━━━━━ INPUT ━━━━━

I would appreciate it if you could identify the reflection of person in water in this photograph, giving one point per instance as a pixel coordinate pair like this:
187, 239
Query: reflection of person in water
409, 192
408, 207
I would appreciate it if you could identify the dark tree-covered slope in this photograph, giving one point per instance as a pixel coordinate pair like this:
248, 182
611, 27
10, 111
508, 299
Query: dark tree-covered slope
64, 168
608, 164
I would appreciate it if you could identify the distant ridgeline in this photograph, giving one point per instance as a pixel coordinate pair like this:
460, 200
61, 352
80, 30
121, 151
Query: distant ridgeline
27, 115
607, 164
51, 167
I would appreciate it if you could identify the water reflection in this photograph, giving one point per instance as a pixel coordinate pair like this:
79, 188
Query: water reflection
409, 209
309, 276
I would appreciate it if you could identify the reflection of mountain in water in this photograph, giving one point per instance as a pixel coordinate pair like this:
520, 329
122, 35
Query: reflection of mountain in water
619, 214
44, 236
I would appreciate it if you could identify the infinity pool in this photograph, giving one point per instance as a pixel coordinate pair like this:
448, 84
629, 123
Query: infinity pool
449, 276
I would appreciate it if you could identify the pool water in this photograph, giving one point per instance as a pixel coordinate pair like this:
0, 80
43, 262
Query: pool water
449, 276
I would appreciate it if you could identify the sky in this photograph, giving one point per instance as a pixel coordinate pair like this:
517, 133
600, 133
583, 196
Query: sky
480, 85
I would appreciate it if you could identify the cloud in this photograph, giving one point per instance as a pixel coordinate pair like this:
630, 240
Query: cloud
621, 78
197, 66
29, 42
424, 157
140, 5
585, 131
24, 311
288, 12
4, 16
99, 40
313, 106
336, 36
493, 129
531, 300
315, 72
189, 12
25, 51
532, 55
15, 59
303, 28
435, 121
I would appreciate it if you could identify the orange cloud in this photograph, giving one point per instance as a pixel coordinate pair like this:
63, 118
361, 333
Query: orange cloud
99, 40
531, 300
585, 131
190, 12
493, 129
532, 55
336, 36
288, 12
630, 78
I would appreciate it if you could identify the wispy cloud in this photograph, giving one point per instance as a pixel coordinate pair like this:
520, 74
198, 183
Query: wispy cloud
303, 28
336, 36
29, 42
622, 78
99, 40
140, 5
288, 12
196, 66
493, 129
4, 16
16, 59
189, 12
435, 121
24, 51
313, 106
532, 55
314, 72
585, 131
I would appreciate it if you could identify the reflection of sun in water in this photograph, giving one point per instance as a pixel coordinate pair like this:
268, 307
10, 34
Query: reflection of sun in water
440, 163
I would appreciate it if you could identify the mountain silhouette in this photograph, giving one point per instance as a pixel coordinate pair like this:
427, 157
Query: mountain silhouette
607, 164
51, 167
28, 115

━━━━━

## [TASK DETAILS]
Please rewrite the stretch from the line containing "I would appreciate it if you could identify the mountain" through the end of the items, replacing "silhouette" with "outline" and leaving everything else unchanged.

## [CORRECT RESPONSE]
I would appreciate it if you could identify the mountain outline in this photograph, giving one point per instance as a pixel coordinate pair like this:
427, 157
Query: mountain outline
607, 164
51, 167
28, 115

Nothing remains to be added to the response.